Excerpted text
— Start —
# EAA Pavona 380



## borris (Oct 28, 2012)

So Who Is The Go To Person To Find Out Anything On E A A ,Posted Before On This But No Answer's Wares All The Big Dogs, On The Porch ? :buttkick: :smt033 Sure Would Like Some Help


----------



## TAPnRACK (Jan 30, 2013)

Well, the EAA Witness Pavona is a CZ 75 clone designed with female shooters in mind. A polymer frame with a smaller grip to create more comfortable handling for female shooters. The slide is easier to rack as well compared to the regular Witness model due to lighter springs. Add some silver sparkles in the poly lower and colors like pink, purple and blue (black also) and you have a handgun that is aggressively going after the female shooter market. 

I haven't shot one, but they are in stock at my local gun shop and apparently popular based on sales.

That's about all I can tell ya.


----------



## borris (Oct 28, 2012)
— End —
Collected data
— Start —
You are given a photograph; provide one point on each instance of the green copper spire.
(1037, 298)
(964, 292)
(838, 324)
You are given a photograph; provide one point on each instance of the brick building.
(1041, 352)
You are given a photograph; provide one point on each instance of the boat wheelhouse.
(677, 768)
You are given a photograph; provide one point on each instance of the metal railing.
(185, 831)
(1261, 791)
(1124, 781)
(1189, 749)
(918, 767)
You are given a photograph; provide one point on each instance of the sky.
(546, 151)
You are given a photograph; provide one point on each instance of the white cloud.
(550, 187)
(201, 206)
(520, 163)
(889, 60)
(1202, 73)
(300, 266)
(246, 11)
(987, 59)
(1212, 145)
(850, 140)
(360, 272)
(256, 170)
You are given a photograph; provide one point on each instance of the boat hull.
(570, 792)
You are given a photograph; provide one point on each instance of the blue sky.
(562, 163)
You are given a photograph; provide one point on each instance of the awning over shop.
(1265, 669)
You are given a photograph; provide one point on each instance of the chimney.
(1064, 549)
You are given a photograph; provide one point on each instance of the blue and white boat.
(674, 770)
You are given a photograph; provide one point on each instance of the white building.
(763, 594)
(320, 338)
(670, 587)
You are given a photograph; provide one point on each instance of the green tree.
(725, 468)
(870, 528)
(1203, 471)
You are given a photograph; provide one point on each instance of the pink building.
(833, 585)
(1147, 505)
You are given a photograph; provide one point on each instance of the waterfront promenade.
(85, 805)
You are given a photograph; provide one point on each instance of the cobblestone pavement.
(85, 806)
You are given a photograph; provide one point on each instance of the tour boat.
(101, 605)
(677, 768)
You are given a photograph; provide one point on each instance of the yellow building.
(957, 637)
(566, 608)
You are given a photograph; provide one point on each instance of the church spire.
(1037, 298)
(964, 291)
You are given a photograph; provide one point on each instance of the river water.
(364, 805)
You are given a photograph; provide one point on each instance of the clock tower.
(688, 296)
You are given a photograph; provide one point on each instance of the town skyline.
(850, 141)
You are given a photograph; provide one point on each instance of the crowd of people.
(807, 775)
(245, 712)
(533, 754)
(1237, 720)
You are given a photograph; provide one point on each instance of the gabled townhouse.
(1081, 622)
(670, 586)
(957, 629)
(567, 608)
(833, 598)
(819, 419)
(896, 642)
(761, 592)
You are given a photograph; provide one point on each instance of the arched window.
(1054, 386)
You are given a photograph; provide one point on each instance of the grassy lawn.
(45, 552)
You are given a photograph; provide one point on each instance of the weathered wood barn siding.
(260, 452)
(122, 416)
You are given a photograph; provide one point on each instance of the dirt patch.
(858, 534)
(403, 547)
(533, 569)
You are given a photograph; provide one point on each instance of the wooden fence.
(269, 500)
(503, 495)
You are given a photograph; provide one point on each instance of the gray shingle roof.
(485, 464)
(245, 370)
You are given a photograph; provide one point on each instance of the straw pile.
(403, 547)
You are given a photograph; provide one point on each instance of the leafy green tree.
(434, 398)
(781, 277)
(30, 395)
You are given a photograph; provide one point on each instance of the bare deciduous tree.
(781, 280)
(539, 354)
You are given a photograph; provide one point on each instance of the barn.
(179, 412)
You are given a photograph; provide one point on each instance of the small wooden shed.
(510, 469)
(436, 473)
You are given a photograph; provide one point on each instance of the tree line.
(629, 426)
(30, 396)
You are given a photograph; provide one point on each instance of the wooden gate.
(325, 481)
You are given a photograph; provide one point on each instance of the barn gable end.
— End —
Brief 1
Answer these questions using the forum thread about the EAA Pavona 380:
(a) Which pistol is the Pavona said to be a clone of?
(b) What makes its slide easier to rack than the regular Witness model?
(c) Where does the second poster say the gun is in stock?
Brief 2
Carry on the forum thread about the EAA Pavona 380 from where it stops.

Exercise result 1
(a) The CZ 75.
(b) Lighter springs.
(c) At the poster's local gun shop.

Exercise result 2
TAPnRACK said:


> Well, the EAA Witness Pavona is a CZ 75 clone designed with female shooters in mind. A polymer frame with a smaller grip to create more comfortable handling for female shooters. The slide is easier to rack as well compared to the regular Witness model due to lighter springs. Add some silver sparkles in the poly lower and colors like pink, purple and blue (black also) and you have a handgun that is aggressively going after the female shooter market.
> 
> I haven't shot one, but they are in stock at my local gun shop and apparently popular based on sales.
> 
> That's about all I can tell ya.


 Thanks For A Come Back Like To Know More On The Handling Of the gun etc , Kind Of A First Hand Review Not Out Of The "Rags"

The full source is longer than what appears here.